Directive: Convert the part of the lines below that opens with the line containing "Query: painted blue sky" and closes with the line containing "(1019, 154)" into a Markdown table with the columns Row and Line. Number each line in order under Row, and leave out any blank lines.

Data rows:
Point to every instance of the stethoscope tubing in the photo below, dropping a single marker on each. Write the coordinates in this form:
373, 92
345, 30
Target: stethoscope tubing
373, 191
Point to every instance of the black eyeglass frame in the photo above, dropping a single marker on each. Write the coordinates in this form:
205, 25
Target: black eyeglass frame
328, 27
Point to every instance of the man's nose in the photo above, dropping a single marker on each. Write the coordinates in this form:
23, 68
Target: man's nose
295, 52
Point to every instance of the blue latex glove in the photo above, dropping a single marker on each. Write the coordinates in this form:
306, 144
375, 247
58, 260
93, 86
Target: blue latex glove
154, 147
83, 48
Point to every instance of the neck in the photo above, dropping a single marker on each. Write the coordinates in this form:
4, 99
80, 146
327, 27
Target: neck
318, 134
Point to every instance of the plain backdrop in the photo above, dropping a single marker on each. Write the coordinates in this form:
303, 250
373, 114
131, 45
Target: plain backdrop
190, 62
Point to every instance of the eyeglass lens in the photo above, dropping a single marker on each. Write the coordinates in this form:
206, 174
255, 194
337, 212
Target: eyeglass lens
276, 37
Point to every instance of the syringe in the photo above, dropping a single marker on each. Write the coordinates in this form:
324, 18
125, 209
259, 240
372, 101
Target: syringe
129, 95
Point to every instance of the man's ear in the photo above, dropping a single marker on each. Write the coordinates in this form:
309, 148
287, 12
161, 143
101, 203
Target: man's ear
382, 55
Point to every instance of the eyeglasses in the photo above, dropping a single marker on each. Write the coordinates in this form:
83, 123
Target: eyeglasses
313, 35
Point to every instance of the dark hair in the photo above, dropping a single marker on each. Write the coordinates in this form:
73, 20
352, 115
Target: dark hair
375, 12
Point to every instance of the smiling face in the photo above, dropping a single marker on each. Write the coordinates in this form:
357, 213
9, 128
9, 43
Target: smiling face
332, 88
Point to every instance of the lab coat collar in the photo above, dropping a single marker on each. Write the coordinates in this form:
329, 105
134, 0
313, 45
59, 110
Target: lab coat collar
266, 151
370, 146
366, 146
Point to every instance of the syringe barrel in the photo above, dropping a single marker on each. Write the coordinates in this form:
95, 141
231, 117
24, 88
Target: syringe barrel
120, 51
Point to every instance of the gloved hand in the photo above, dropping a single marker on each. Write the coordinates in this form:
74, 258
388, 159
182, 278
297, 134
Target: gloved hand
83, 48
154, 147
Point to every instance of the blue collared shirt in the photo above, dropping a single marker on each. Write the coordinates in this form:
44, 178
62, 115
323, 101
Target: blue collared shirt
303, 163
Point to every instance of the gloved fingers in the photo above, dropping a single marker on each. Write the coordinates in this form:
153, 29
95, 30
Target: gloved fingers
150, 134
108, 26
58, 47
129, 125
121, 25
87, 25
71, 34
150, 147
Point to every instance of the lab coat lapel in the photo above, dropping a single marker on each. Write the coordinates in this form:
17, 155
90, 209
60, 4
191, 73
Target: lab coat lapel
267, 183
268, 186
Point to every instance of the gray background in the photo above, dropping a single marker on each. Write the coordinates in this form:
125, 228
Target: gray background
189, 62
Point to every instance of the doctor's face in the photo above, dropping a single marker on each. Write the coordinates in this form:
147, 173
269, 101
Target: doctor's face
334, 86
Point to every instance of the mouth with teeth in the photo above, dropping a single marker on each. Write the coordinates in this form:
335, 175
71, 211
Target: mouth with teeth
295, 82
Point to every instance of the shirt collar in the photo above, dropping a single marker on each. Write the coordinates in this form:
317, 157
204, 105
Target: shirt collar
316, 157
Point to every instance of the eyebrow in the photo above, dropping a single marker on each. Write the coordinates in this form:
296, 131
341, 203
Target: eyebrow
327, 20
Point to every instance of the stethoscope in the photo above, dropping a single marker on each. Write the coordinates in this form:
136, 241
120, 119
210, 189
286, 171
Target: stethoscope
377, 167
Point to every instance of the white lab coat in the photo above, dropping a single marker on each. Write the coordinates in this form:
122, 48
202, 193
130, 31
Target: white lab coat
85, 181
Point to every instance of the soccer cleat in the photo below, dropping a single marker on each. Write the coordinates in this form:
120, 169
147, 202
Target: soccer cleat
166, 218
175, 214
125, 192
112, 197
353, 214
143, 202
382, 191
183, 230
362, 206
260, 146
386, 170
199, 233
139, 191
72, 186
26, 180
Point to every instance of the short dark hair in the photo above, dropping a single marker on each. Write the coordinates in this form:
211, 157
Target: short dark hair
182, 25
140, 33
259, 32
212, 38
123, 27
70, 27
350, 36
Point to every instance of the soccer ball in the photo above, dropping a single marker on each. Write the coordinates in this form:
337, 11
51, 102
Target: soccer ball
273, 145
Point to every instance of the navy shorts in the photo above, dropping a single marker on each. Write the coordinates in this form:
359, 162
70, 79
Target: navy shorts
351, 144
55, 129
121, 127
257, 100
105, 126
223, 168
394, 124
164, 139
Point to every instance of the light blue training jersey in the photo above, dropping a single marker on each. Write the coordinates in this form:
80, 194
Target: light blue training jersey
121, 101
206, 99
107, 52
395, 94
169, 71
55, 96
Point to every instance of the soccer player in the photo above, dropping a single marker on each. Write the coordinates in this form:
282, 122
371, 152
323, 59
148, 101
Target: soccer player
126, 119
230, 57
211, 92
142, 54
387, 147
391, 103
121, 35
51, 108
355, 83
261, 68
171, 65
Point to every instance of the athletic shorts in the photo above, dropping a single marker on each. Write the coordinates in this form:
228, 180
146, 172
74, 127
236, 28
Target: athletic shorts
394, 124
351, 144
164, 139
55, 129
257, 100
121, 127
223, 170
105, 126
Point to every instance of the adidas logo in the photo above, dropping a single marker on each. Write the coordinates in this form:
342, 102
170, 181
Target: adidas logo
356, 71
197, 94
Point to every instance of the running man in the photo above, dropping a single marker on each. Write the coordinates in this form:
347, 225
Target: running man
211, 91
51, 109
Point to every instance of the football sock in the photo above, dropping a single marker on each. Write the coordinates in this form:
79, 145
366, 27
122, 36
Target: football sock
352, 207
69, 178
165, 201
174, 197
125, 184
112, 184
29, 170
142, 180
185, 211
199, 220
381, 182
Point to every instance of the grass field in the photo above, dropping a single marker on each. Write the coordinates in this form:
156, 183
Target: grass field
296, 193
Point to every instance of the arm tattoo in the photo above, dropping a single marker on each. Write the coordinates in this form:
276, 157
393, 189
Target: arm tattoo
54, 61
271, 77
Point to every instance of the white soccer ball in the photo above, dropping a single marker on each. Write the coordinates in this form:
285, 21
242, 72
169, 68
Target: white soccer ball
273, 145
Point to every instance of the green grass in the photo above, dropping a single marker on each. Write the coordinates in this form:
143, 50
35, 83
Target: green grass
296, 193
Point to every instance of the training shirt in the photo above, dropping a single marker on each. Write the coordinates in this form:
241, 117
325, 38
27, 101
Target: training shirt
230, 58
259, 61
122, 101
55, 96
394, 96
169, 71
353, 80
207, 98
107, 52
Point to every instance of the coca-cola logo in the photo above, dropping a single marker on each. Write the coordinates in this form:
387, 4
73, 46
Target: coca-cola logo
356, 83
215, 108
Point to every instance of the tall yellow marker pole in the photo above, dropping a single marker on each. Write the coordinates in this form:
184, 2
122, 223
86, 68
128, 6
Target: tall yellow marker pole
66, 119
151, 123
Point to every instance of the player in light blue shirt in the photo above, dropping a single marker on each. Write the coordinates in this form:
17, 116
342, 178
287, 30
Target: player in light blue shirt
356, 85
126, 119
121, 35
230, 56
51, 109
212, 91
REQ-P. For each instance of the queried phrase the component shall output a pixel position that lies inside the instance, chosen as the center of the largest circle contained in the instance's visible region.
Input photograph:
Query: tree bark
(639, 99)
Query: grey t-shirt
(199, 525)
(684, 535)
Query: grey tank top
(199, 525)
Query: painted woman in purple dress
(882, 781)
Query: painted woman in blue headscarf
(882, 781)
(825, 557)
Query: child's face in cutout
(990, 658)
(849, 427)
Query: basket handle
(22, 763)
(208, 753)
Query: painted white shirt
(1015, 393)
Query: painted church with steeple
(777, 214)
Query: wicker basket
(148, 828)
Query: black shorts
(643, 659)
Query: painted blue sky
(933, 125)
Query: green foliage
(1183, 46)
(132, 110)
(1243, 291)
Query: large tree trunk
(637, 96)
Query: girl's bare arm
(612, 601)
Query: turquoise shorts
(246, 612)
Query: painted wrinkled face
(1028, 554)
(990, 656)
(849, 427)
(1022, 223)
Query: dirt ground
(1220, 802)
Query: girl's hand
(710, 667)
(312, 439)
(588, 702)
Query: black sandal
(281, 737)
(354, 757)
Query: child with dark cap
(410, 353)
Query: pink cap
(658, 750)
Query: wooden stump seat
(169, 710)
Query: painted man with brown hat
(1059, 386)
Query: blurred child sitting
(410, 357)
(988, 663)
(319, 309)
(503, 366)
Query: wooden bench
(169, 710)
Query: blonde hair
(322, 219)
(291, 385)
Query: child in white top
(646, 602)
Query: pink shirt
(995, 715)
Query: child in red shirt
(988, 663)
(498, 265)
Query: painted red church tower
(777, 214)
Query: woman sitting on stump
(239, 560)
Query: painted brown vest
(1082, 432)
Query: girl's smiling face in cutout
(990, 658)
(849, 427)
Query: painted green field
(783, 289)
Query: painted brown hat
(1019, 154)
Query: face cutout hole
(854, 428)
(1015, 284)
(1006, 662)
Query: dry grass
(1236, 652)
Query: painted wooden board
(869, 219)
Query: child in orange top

Written response:
| Row | Line |
|---|---|
| 1 | Query: painted blue sky |
| 2 | (933, 125) |
| 3 | Query: green foliage |
| 4 | (1183, 46) |
| 5 | (132, 110) |
| 6 | (1243, 291) |
| 7 | Query: large tree trunk |
| 8 | (637, 96) |
| 9 | Query: girl's bare arm |
| 10 | (612, 601) |
| 11 | Query: turquoise shorts |
| 12 | (246, 612) |
| 13 | Query: painted wrinkled face |
| 14 | (1028, 554) |
| 15 | (990, 656) |
| 16 | (849, 427) |
| 17 | (1022, 223) |
| 18 | Query: dirt ground |
| 19 | (1220, 802) |
| 20 | Query: girl's hand |
| 21 | (710, 667) |
| 22 | (312, 439) |
| 23 | (588, 702) |
| 24 | Query: black sandal |
| 25 | (281, 737) |
| 26 | (354, 757) |
| 27 | Query: child with dark cap |
| 28 | (410, 353) |
| 29 | Query: pink cap |
| 30 | (658, 750) |
| 31 | Query: wooden stump seat |
| 32 | (169, 710) |
| 33 | Query: painted man with brown hat |
| 34 | (1059, 386) |
| 35 | Query: blurred child sitting |
| 36 | (410, 357) |
| 37 | (988, 663) |
| 38 | (319, 309) |
| 39 | (503, 366) |
| 40 | Query: wooden bench |
| 41 | (169, 710) |
| 42 | Query: blonde hair |
| 43 | (322, 219) |
| 44 | (291, 385) |
| 45 | Query: child in white top |
| 46 | (646, 602) |
| 47 | Query: pink shirt |
| 48 | (995, 715) |
| 49 | Query: child in red shirt |
| 50 | (988, 663) |
| 51 | (498, 265) |
| 52 | Query: painted red church tower |
| 53 | (777, 214) |
| 54 | Query: woman sitting on stump |
| 55 | (239, 560) |
| 56 | Query: painted brown vest |
| 57 | (1082, 432) |
| 58 | Query: girl's smiling face in cutout |
| 59 | (990, 658) |
| 60 | (849, 427) |
| 61 | Query: painted green field |
| 62 | (783, 289) |
| 63 | Query: painted brown hat |
| 64 | (1019, 154) |